### The exercise
Lay out every line of the entries below as a numbered list, dropping the blank lines. Leave the pictures out of your answer.

— begin Provided data —

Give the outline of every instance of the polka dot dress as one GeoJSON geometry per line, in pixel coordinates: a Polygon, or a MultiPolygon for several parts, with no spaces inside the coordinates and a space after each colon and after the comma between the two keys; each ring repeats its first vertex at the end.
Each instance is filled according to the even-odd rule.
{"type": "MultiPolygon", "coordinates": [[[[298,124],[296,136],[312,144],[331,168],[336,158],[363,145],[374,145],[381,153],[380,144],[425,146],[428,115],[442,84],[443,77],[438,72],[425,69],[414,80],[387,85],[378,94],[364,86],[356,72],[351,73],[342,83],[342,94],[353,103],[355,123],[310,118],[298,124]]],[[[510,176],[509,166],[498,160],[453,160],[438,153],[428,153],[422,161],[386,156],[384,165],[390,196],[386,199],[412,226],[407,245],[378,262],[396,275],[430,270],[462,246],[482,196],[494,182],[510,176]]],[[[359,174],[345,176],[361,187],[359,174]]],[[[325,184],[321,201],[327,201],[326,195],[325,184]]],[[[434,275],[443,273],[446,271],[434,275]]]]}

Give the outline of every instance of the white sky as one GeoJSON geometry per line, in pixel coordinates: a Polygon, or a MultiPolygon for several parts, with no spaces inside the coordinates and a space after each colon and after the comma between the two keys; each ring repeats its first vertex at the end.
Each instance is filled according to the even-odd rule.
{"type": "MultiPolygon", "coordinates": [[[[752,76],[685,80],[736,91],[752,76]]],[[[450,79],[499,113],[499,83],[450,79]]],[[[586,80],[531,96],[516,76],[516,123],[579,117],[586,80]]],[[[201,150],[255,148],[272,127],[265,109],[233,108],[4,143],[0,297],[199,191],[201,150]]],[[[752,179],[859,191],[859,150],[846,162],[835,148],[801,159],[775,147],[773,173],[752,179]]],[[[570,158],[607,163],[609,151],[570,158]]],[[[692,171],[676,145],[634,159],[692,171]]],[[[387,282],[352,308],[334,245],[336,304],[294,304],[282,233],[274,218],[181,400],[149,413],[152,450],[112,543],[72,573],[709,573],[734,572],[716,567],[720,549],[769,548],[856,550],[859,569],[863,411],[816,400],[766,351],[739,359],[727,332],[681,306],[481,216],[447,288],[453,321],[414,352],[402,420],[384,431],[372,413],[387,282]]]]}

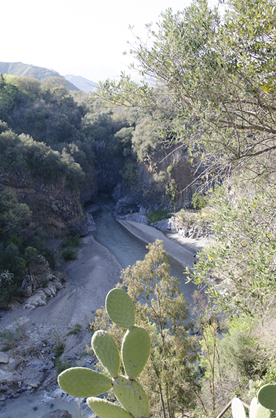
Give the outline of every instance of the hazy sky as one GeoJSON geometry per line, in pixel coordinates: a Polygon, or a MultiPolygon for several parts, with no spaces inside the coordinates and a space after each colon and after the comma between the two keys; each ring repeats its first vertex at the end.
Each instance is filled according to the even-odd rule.
{"type": "Polygon", "coordinates": [[[145,24],[190,0],[6,0],[1,6],[0,61],[22,62],[97,82],[127,70],[122,53],[145,38],[145,24]]]}

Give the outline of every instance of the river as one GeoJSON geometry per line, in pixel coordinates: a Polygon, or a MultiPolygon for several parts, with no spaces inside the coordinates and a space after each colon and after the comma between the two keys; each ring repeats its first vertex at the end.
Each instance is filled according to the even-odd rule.
{"type": "MultiPolygon", "coordinates": [[[[97,230],[92,233],[95,240],[113,254],[122,268],[133,265],[138,260],[143,260],[147,252],[147,244],[129,232],[112,217],[112,201],[99,197],[97,204],[100,209],[93,213],[97,226],[97,230]]],[[[195,288],[193,285],[185,284],[183,271],[183,265],[171,258],[171,274],[179,279],[181,291],[190,302],[190,295],[195,288]]],[[[58,300],[58,297],[56,298],[58,300]]],[[[41,418],[49,410],[65,409],[72,415],[73,418],[91,417],[91,410],[86,408],[85,403],[70,398],[63,396],[59,389],[49,393],[22,394],[17,399],[7,401],[5,407],[1,408],[0,416],[3,418],[19,418],[22,416],[41,418]]]]}

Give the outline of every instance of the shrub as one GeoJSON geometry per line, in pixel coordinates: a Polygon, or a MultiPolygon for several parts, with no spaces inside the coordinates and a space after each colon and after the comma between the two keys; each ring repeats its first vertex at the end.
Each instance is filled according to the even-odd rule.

— end Provided data —

### Written answer
1. Give the outline of every instance of the polka dot dress as one GeoJSON geometry per line, in pixel coordinates: a Polygon, or a MultiPolygon for several parts, with no spaces inside the coordinates and a space after each colon and after the comma between the two keys; each ring repeats its first vertex at the end.
2. Each instance is filled according to the even-odd rule.
3. {"type": "MultiPolygon", "coordinates": [[[[298,124],[296,136],[312,144],[331,168],[336,158],[363,145],[374,145],[381,153],[380,144],[425,146],[428,115],[442,84],[443,77],[438,72],[425,69],[414,80],[387,85],[378,94],[364,86],[356,72],[351,73],[342,83],[342,94],[353,103],[355,123],[310,118],[298,124]]],[[[510,176],[509,166],[498,160],[453,160],[438,153],[428,153],[422,161],[386,156],[384,165],[390,196],[386,199],[412,226],[407,245],[378,262],[396,275],[430,270],[462,246],[482,196],[494,182],[510,176]]],[[[359,174],[345,176],[361,187],[359,174]]],[[[325,184],[321,201],[327,201],[326,195],[325,184]]],[[[434,275],[443,273],[446,271],[434,275]]]]}
4. Give the outline of every instance of the white sky as one GeoJSON geometry per line, in pixel coordinates: a Polygon, or a MultiPolygon for several parts, with no spaces inside the coordinates and a space after each colon and after the comma between the two keys; each ring repeats its first vertex at the end.
5. Each instance is filled according to the even-odd rule.
6. {"type": "MultiPolygon", "coordinates": [[[[752,76],[685,80],[736,91],[752,76]]],[[[450,79],[499,113],[499,83],[450,79]]],[[[586,80],[531,96],[516,76],[516,123],[579,117],[586,80]]],[[[201,150],[255,148],[272,127],[265,109],[233,108],[4,143],[0,297],[199,191],[201,150]]],[[[752,179],[859,191],[859,150],[846,162],[835,148],[801,159],[775,147],[773,173],[752,179]]],[[[570,158],[607,163],[609,151],[570,158]]],[[[692,171],[676,145],[634,159],[692,171]]],[[[387,282],[352,308],[334,245],[336,304],[294,304],[282,233],[274,218],[181,400],[149,413],[152,450],[112,543],[72,573],[709,573],[734,572],[716,567],[720,549],[769,548],[856,550],[859,569],[863,411],[816,400],[766,351],[739,359],[727,332],[681,306],[481,216],[447,288],[453,321],[414,352],[402,420],[384,431],[372,413],[387,282]]]]}
7. Give the outline of every instance of the hazy sky as one GeoJSON geometry per line, in pixel coordinates: a Polygon, or a MultiPolygon for several parts, with no spaces inside the coordinates and a space after each colon and after the comma between the two keys; each ring repeats its first vertex at the end.
8. Each instance is filled according to the even-odd rule.
9. {"type": "Polygon", "coordinates": [[[145,24],[190,0],[6,0],[1,6],[0,61],[22,62],[97,82],[127,70],[122,53],[145,38],[145,24]]]}
10. Give the outline of every instance of the river as one GeoJSON geometry per line, in pixel coordinates: a Polygon, or a MultiPolygon for several parts, with no spaces inside the coordinates and a space after each colon and after the comma between the two keys; each ring repeats its first vertex at the end.
11. Each instance is filled according to the even-odd rule.
12. {"type": "MultiPolygon", "coordinates": [[[[97,230],[92,233],[95,240],[113,254],[122,268],[133,265],[138,260],[143,260],[147,252],[147,244],[129,232],[112,217],[112,201],[99,197],[97,204],[100,209],[93,213],[97,226],[97,230]]],[[[195,288],[193,285],[185,284],[183,271],[183,265],[171,258],[171,274],[179,279],[181,291],[190,302],[190,295],[195,288]]],[[[58,300],[58,297],[56,298],[58,300]]],[[[41,418],[49,410],[65,409],[72,415],[73,418],[91,417],[91,410],[86,408],[85,403],[70,398],[63,396],[59,389],[49,393],[22,394],[17,399],[7,401],[5,407],[1,408],[0,416],[3,418],[19,418],[22,416],[41,418]]]]}
13. Give the outline of every instance of the shrub as one GeoJSON geometry per line, in pixel coordinates: a Polygon, or a MultiPolygon for several parts, with no spaces inside the coordinates and a space after each colon and after the comma between the two keys; each ring repeats its first vertex at the end.
14. Each instance is filled according to the even-odd rule.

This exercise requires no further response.